**Short exercise**:
Reproduce all of the data below, substituting "exercise" for every occurrence of "activity" and leaving everything else unchanged.

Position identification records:
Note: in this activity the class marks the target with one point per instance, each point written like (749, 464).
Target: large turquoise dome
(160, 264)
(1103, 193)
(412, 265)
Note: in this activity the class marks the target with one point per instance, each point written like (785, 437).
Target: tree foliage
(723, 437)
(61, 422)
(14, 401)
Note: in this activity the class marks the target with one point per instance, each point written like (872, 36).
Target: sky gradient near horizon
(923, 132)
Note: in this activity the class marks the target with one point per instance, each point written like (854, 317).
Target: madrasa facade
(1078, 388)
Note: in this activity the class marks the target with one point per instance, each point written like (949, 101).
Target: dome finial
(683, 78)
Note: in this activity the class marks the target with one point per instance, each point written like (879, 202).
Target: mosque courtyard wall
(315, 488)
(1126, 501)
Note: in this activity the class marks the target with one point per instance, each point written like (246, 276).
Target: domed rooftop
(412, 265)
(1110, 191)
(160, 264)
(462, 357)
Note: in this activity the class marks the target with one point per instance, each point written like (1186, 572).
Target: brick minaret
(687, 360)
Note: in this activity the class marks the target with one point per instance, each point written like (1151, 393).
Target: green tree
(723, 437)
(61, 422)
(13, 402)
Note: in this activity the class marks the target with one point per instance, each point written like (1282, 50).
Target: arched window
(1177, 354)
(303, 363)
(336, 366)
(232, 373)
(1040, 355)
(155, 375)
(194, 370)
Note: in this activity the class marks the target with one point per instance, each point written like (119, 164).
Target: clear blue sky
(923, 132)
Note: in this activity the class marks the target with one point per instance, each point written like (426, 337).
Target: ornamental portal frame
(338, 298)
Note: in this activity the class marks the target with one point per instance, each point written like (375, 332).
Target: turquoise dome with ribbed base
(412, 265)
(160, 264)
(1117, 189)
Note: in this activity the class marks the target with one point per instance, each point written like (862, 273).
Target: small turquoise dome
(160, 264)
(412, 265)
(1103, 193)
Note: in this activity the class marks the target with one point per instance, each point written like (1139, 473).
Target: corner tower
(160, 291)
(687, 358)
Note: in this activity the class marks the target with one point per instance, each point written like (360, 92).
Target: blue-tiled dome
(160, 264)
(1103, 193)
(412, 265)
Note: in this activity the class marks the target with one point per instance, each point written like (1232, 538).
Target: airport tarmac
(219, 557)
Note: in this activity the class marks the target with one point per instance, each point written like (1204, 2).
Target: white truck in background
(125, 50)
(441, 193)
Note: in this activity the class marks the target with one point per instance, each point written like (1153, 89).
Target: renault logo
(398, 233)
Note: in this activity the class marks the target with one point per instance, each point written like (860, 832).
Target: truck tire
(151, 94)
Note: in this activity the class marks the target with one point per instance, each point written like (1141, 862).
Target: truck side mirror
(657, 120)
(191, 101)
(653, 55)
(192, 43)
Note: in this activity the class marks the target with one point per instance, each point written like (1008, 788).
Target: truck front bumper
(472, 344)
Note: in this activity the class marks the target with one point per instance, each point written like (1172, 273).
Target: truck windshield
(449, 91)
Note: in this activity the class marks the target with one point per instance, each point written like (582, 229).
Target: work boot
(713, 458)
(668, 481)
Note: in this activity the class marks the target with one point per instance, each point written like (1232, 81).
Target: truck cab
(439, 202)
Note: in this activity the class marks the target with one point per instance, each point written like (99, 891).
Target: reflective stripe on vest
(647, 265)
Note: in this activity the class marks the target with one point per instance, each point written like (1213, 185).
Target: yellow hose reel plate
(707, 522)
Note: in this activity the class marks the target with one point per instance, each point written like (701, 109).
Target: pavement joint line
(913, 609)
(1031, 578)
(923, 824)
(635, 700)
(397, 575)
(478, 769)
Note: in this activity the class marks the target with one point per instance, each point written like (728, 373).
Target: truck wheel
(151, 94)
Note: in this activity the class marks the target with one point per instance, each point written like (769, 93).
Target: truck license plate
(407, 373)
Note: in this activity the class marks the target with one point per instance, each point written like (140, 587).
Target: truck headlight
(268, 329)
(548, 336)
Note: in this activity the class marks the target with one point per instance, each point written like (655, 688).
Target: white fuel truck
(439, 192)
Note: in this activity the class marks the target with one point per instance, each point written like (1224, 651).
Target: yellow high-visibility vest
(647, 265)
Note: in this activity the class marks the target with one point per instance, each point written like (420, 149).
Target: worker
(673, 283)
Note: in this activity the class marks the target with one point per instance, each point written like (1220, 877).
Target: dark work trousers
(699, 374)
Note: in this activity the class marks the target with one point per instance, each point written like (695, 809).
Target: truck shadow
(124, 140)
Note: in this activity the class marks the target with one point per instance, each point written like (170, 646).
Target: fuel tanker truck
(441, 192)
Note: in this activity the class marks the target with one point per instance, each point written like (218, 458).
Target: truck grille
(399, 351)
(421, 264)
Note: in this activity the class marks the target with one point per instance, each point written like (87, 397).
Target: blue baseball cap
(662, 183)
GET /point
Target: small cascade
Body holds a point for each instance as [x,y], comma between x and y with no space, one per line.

**Right answer**:
Note: in this exercise the class marks the target with one point per instance, each point written like (749, 464).
Target: large turquoise dome
(160, 264)
(1103, 193)
(412, 265)
Note: in this exercise the class marks the target with one point per instance, each point written like (785, 437).
Target: tree foliage
(723, 437)
(61, 422)
(14, 401)
Note: in this exercise the class marks the target with one point per instance, each point written like (872, 36).
Target: sky gradient near horizon
(923, 132)
Note: in this exercise the class marks the target with one point per instance, each point written like (854, 317).
Target: madrasa facade
(1078, 388)
Note: in this exercise the class marks the target with one point per instance, each point written like (949, 101).
Target: dome finial
(683, 78)
Note: in this exercise the class marks the target with one point per instance, each point written like (879, 202).
Target: mosque courtyard wall
(315, 488)
(1126, 501)
Note: in this exercise the class marks the target with one point per instance, each point written like (246, 276).
Target: domed rooftop
(412, 265)
(1110, 191)
(160, 264)
(462, 357)
Note: in this exercise the class marks the target with one point per instance, each point written like (1186, 572).
Target: brick minaret
(687, 360)
Note: in this exercise the class marks the target with one point per instance, each point written like (1151, 393).
Target: green tree
(723, 437)
(61, 422)
(13, 402)
Note: in this exercise the class marks the target with one point per instance, each point written like (1282, 50).
Target: arched window
(1177, 354)
(303, 363)
(336, 366)
(232, 373)
(1040, 355)
(155, 375)
(194, 370)
Note: in this exercise the class marks the target with one point per instance, each point written like (119, 164).
Target: clear blue sky
(923, 132)
Note: in this exercise the class marks the target with one point per instance, each point written like (426, 337).
Target: ornamental portal frame
(338, 298)
Note: in this exercise the class marks the target with one point per instance, each point written like (375, 332).
Target: turquoise dome with ribbed base
(412, 265)
(160, 264)
(1117, 189)
Note: in this exercise the class marks the target with one point per instance, each point written like (862, 273).
Target: small turquoise dome
(160, 264)
(412, 265)
(1103, 193)
Note: in this exercise the class marks the target with one point per instance, each point written like (1139, 473).
Target: corner tower
(160, 291)
(687, 358)
Note: in this exercise the class marks the target with one point per instance, each point written like (360, 92).
Target: blue-tiled dome
(160, 264)
(1103, 193)
(412, 265)
Note: in this exercise the class marks the target with one point per instance, each point written like (1232, 538).
Target: airport tarmac
(219, 557)
Note: in this exercise the class marks the target with one point per instance, each point written like (1204, 2).
Target: white truck in background
(125, 50)
(441, 193)
Note: in this exercise the class marks the target with one point per instance, each point written like (1153, 89).
Target: renault logo
(398, 233)
Note: in this exercise the class marks the target with one point per instance, each point written like (860, 832).
Target: truck tire
(151, 94)
Note: in this exercise the class marks the target with one point per instance, each point written like (1141, 862).
Target: truck side mirror
(657, 120)
(191, 101)
(653, 55)
(192, 43)
Note: in this exercise the class marks the target with one point per instance, each point written like (1008, 788).
Target: truck front bumper
(472, 344)
Note: in this exercise the class marks the target with one point per instance, each point written like (1172, 273).
Target: truck windshield
(449, 91)
Note: in this exercise the class marks the target with one point per instance, each point written like (582, 229).
Target: work boot
(713, 458)
(668, 481)
Note: in this exercise the class marks the target with one point per instance, each point written like (1232, 81).
Target: truck cab
(439, 202)
Note: in this exercise the class marks the target with one point per instance, each point written like (99, 891).
Target: reflective stripe on vest
(647, 265)
Note: in this exercise the class marks the target with one point per instance, each point written like (1213, 185).
Target: yellow hose reel plate
(707, 522)
Note: in this exercise the class marks the target with one point per instance, each point written like (701, 109).
Target: pavement joint line
(913, 609)
(1031, 578)
(923, 824)
(635, 700)
(397, 575)
(478, 769)
Note: in this exercise the class marks the target with one point per instance, each point written like (728, 373).
Target: truck wheel
(151, 94)
Note: in this exercise the class marks the target with one point per instance, each point written like (769, 93).
Target: truck license plate
(407, 373)
Note: in this exercise the class marks the target with one point per instance, each point written like (140, 587).
Target: truck headlight
(268, 329)
(548, 336)
Note: in this exercise the class marks the target with one point per instance, each point written like (655, 688).
Target: white fuel truck
(439, 192)
Note: in this exercise the class marks the target with one point per instance, each point written like (1224, 651).
Target: yellow high-visibility vest
(647, 265)
Note: in this exercise the class marks the target with one point per instance, each point written like (420, 149).
Target: worker
(673, 283)
Note: in this exercise the class marks the target with one point per instance, each point written like (1220, 877).
Target: dark work trousers
(699, 374)
Note: in this exercise the class marks the target with one point per instance, each point written like (695, 809).
Target: truck shadow
(124, 140)
Note: in this exercise the class marks the target with one point per instance, each point written like (170, 646).
Target: fuel tanker truck
(441, 192)
Note: in this exercise the class marks the target with one point per instance, each point written like (218, 458).
Target: truck grille
(399, 351)
(421, 264)
Note: in this exercise the class marks the target with one point per instance, each point written like (87, 397).
Target: blue baseball cap
(662, 183)
GET /point
Target: small cascade
Body holds a point for each instance as [x,y], comma between x and y with no space, one per line.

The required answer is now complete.